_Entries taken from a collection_
═══
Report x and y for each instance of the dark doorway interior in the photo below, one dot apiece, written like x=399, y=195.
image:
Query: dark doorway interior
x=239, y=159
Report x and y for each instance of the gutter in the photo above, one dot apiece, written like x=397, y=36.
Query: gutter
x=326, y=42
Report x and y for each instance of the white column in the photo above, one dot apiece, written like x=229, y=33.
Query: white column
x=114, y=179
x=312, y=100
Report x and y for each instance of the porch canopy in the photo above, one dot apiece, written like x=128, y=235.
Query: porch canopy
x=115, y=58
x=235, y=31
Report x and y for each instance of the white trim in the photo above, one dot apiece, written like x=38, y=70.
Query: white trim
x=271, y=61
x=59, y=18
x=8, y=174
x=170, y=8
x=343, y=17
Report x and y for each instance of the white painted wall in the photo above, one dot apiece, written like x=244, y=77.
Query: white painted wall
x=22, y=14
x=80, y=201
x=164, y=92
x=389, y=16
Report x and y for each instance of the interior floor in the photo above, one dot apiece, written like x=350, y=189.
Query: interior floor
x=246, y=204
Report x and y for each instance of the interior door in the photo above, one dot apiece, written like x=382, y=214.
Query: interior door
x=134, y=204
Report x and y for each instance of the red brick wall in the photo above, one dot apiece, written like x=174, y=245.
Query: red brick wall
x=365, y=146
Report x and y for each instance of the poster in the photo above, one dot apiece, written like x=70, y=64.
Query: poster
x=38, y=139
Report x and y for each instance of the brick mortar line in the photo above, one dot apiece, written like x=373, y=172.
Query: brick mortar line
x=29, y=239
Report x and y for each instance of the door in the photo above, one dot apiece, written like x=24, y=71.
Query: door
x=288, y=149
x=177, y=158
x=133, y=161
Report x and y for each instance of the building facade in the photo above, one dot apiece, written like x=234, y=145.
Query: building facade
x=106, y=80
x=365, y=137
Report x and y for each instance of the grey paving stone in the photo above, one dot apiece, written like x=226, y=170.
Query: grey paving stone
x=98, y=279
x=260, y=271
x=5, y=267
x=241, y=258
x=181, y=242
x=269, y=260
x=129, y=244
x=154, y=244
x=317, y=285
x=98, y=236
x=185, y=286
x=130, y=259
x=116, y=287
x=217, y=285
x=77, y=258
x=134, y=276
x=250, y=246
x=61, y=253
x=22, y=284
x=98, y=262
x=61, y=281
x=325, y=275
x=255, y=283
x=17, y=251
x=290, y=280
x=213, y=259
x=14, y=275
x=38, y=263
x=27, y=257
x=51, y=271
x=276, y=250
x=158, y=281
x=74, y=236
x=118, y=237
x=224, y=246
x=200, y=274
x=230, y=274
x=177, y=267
═══
_Task_
Restate each of the records exactly, leaving nothing out.

_Result_
Report x and y for each instance of the dark doorway interior in the photo below, one dot apiece, written like x=399, y=195.
image:
Query: dark doorway interior
x=239, y=159
Report x and y for each instance of the gutter in the photo above, one dot apiece, written like x=397, y=36.
Query: gutter
x=326, y=42
Report x and y for each instance of the white column in the photo above, one dot apiece, written like x=229, y=33.
Query: white column
x=114, y=179
x=312, y=100
Report x and y for each instance of the porch canopy in the photo above, one dot apiece, written like x=128, y=235.
Query: porch canopy
x=115, y=58
x=235, y=31
Report x and y for each instance of the white trim in the photo above, one dot apiece, written like x=38, y=70.
Query: white trim
x=271, y=61
x=59, y=18
x=8, y=174
x=170, y=8
x=343, y=17
Report x and y for each instance of the white painted wall in the photo above, one dot apiece, written like x=244, y=77.
Query: white painted wall
x=22, y=14
x=80, y=201
x=164, y=92
x=389, y=16
Report x and y for each instance of the interior floor in the photo above, one dot apiece, written like x=350, y=189.
Query: interior floor
x=246, y=204
Report x and y for each instance of the interior door in the photo above, one dot apiece, written like x=382, y=214.
Query: interior door
x=134, y=204
Report x and y for each instance of the red brick wall in the photo above, one dot apiece, written like x=174, y=245.
Query: red brick wall
x=365, y=146
Report x and y for each instance of the poster in the photo above, one dot apiece, written like x=70, y=64.
Query: poster
x=38, y=139
Report x and y for each instance of the brick mortar line in the photo above, one dot apiece, written like x=373, y=172.
Query: brick mortar line
x=29, y=239
Report x and y for each instance of the door in the photo above, one dot apiece, written like x=24, y=71.
Query: door
x=288, y=149
x=177, y=158
x=133, y=161
Report x and y for each instance of the building facade in the photo above, one dot apiece, written like x=234, y=145.
Query: building facade
x=106, y=80
x=365, y=137
Report x and y for each instance of the grey paving stone in the photo above, one dot apiece, written like x=226, y=170.
Query: grey paving stone
x=98, y=279
x=260, y=271
x=5, y=267
x=241, y=258
x=181, y=242
x=269, y=260
x=129, y=244
x=154, y=244
x=317, y=285
x=98, y=236
x=185, y=286
x=130, y=259
x=116, y=287
x=217, y=285
x=77, y=258
x=134, y=276
x=250, y=246
x=61, y=253
x=22, y=284
x=98, y=262
x=61, y=281
x=325, y=275
x=255, y=283
x=17, y=251
x=290, y=280
x=213, y=259
x=14, y=275
x=38, y=263
x=27, y=257
x=51, y=271
x=276, y=250
x=158, y=281
x=74, y=236
x=118, y=237
x=224, y=246
x=200, y=274
x=230, y=274
x=177, y=267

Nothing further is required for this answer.